# display boxes



## Percy (May 23, 2014)

I am looking to have at least 100 display boxes with a glass top inside 3 X 8 X 2 deep walnut and or oak
Have a knife order and trying to go with a display box will need between 100 and 1000 of these boxes. Know I will need 100 then it is up from there.
Meadows boxes makes a nice box but not the size I want.
Can anyone here do the boxes or know someone that does.
Thank you for the time and consideration
Percy


----------



## Tclem (May 23, 2014)

Nows the time I wish I made boxes

Reactions: Agree 1 | Funny 2


----------



## barry richardson (May 23, 2014)

I can probably do em cuz... but it would depend on how fast you need them. Are we talking a hinged lidded box, glass in the lid?


----------



## Mike1950 (May 23, 2014)

Depending on price and time line- i may be able to fill in what Barry did not want to do.


----------



## Percy (May 23, 2014)

They would have a glass top with etching . I can get the glass and etching done and put it in.
I have to make sure on size I may be a inch or so off to be sure.
I will let you know.


----------



## ironman123 (May 23, 2014)

Tony, quick google box making. You can do it. 

Ray

Reactions: Funny 2


----------



## barry richardson (May 23, 2014)

Percy said:


> They would have a glass top with etching . I can get the glass and etching done and put it in.
> I have to make sure on size I may be a inch or so off to be sure.
> I will let you know.


I would need to know the internal dimensions required, and if you have a preference for the lid, i.e. a slider, set hinges, externally mounted hinges, and/or brackets to hold the knife, lined, unlined, the preferred joinery,etc. all this will factor into a quote.


----------



## Percy (May 30, 2014)

barry richardson said:


> I would need to know the internal dimensions required, and if you have a preference for the lid, i.e. a slider, set hinges, externally mounted hinges, and/or brackets to hold the knife, lined, unlined, the preferred joinery,etc. all this will factor into a quote.

### Recorded data
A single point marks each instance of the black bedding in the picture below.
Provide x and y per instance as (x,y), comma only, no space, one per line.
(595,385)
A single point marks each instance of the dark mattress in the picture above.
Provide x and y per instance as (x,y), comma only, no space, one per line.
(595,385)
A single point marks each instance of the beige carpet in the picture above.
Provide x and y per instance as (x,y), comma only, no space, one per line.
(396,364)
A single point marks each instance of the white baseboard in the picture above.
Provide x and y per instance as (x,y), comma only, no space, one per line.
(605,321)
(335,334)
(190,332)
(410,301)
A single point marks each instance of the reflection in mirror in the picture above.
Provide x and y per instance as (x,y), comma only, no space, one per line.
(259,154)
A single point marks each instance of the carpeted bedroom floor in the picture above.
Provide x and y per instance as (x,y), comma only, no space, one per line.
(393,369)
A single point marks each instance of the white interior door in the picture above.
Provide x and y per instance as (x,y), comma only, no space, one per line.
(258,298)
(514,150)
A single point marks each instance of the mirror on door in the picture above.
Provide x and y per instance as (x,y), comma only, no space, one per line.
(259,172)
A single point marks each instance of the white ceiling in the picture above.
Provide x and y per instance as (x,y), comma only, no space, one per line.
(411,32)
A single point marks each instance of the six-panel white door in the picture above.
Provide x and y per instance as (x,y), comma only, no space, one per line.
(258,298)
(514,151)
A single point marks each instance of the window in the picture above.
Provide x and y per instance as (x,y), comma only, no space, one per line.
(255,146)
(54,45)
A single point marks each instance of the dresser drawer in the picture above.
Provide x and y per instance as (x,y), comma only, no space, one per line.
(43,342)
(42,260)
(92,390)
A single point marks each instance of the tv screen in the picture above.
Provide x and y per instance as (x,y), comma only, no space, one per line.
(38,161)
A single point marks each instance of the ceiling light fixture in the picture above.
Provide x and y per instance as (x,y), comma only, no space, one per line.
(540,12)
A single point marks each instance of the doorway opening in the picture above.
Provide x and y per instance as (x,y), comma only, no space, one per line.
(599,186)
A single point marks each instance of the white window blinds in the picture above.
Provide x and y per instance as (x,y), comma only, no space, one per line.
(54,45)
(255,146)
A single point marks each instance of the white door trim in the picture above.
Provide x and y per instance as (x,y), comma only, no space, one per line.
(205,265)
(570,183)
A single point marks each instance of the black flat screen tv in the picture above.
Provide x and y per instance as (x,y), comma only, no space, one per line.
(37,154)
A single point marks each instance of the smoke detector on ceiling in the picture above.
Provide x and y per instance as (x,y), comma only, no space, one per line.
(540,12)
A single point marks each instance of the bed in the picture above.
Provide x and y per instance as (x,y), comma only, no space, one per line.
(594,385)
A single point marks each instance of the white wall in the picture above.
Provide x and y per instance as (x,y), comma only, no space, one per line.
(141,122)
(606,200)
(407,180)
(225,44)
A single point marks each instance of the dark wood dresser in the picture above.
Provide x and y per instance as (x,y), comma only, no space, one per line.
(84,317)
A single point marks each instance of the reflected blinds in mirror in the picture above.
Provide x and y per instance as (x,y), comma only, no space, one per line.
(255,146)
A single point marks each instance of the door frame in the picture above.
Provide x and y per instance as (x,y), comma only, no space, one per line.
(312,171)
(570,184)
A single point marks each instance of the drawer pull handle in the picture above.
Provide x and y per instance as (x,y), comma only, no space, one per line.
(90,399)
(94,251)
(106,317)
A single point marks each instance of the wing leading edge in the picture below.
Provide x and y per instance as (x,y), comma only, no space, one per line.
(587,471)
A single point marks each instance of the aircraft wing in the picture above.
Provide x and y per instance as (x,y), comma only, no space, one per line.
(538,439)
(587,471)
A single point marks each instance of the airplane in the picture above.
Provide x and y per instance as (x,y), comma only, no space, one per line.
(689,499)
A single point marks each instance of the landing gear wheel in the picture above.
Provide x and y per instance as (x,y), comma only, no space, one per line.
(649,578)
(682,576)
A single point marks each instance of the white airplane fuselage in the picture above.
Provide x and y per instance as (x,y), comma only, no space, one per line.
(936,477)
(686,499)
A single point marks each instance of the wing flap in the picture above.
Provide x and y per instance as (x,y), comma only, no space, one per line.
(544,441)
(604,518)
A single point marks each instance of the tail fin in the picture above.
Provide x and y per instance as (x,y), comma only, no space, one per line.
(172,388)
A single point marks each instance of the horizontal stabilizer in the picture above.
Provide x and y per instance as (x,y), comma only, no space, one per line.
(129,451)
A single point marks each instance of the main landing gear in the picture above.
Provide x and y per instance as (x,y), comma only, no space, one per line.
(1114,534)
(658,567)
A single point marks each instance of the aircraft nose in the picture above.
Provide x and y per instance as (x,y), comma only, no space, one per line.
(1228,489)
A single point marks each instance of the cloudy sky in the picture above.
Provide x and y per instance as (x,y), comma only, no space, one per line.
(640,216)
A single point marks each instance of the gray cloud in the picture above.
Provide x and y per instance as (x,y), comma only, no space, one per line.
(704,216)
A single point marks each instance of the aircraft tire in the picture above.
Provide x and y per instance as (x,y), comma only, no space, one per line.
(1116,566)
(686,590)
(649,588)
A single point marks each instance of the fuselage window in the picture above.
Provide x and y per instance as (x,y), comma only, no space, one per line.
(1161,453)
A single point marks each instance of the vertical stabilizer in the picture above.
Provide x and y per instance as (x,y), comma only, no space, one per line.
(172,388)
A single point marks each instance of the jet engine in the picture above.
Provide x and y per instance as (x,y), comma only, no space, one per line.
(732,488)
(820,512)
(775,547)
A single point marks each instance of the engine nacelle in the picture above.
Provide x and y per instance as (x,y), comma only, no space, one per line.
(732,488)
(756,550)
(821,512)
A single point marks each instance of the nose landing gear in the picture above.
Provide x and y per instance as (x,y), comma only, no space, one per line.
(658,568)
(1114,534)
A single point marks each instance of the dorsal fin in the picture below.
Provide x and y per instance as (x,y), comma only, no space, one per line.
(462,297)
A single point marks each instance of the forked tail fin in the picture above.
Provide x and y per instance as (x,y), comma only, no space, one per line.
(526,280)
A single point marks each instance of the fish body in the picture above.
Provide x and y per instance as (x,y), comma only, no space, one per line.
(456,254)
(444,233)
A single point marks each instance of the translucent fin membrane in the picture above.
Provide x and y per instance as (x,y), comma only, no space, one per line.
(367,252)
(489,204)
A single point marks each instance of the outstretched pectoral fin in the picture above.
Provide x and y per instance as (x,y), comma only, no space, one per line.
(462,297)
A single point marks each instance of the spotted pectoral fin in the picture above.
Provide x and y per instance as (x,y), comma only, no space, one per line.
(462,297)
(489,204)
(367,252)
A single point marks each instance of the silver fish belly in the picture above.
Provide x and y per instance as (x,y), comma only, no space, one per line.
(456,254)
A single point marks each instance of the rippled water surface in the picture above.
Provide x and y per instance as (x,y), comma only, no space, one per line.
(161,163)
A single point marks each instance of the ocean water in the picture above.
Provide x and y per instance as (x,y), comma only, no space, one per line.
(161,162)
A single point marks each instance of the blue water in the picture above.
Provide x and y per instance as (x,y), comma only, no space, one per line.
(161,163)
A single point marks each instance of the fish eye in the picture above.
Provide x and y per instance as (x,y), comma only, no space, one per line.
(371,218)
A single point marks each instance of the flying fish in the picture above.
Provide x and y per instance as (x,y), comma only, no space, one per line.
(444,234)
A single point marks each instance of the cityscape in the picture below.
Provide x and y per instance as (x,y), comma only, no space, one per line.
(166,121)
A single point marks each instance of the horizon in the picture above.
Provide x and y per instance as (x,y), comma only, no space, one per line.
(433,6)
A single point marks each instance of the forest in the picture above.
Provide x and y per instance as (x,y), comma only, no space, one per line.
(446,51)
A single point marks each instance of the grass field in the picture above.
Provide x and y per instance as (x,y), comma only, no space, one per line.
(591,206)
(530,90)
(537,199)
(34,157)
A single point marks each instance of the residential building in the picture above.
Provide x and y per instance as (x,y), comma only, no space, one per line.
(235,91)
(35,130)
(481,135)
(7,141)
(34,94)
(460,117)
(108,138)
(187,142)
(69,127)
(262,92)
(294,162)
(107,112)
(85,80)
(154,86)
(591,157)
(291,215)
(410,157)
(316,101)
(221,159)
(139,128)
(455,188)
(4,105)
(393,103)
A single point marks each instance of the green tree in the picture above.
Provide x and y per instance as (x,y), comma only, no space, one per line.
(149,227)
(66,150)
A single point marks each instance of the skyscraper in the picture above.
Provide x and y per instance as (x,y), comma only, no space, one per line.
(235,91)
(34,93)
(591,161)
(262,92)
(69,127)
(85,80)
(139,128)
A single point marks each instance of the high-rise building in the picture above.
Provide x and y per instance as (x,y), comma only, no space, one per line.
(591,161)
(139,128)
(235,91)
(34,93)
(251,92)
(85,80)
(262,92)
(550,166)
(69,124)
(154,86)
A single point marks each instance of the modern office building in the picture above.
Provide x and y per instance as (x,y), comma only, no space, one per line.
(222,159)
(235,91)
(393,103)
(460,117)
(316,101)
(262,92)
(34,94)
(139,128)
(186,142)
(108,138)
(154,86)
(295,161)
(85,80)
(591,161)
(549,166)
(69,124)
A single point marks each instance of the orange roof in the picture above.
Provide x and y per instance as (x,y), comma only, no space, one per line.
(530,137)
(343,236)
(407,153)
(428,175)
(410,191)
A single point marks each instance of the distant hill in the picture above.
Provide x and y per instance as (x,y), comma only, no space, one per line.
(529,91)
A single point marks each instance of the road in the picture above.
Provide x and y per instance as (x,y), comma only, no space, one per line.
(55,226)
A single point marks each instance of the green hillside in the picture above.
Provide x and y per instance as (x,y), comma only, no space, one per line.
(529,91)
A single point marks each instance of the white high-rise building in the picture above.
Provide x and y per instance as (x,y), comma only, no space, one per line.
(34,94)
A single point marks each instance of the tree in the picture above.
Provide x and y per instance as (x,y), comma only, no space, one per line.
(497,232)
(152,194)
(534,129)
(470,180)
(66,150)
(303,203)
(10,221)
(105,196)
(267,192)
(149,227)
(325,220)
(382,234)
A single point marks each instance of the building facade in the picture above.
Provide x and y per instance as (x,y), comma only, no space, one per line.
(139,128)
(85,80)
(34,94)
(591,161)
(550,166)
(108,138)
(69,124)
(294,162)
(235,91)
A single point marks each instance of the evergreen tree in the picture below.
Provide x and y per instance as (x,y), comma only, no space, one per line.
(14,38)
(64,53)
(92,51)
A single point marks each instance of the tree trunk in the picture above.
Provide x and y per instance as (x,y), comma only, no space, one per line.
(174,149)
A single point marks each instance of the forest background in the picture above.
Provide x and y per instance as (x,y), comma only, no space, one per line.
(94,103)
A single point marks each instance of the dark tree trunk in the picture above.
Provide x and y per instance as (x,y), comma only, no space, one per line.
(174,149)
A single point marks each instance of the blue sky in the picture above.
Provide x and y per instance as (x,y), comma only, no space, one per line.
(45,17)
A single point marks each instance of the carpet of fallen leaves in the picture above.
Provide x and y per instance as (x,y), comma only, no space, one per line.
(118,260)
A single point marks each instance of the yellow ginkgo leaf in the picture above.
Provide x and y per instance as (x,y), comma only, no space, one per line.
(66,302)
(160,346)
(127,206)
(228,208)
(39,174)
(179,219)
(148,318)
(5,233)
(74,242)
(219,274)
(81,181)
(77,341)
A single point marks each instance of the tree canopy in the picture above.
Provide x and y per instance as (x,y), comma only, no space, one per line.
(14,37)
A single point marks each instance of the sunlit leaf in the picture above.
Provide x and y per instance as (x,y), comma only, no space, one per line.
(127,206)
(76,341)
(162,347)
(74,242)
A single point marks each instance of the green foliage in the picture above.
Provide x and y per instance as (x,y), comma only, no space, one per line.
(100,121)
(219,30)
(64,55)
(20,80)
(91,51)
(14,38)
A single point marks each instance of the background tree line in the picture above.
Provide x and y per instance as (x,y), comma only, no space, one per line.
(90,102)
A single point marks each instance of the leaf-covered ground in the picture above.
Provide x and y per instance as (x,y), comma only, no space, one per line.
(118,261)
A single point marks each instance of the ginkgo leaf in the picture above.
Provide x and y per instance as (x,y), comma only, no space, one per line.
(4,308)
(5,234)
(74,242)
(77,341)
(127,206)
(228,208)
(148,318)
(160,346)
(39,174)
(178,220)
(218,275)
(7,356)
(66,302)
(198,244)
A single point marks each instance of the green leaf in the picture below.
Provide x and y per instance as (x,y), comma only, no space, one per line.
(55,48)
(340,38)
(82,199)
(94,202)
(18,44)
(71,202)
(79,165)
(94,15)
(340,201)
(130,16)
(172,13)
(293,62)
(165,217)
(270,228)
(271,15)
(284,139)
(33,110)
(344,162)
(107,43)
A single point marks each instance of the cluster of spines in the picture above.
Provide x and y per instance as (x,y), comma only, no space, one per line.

### Task instructions
**a)** Please give the display boxes thread again, everything from "Meadows boxes makes" down to "Tclem (May 23, 2014)", replacing "Meadows boxes" with "Another company".
**b)** Recast the paragraph of the display boxes thread that begins "I am looking to have at least 100 display boxes" as a short bulleted list of its main facts.

### Answers by task
**a)**
Another company makes a nice box but not the size I want.
Can anyone here do the boxes or know someone that does.
Thank you for the time and consideration
Percy


----------



## Tclem (May 23, 2014)

**b)**
- At least 100 display boxes wanted, each with a glass top
- Inside size 3 X 8 X 2 deep, in walnut and/or oak
- For a knife order: 100 boxes needed to start, up to 1000 in total
- Meadows boxes makes a nice box, but not in the size wanted
- Asks whether anyone can make the boxes or knows someone who does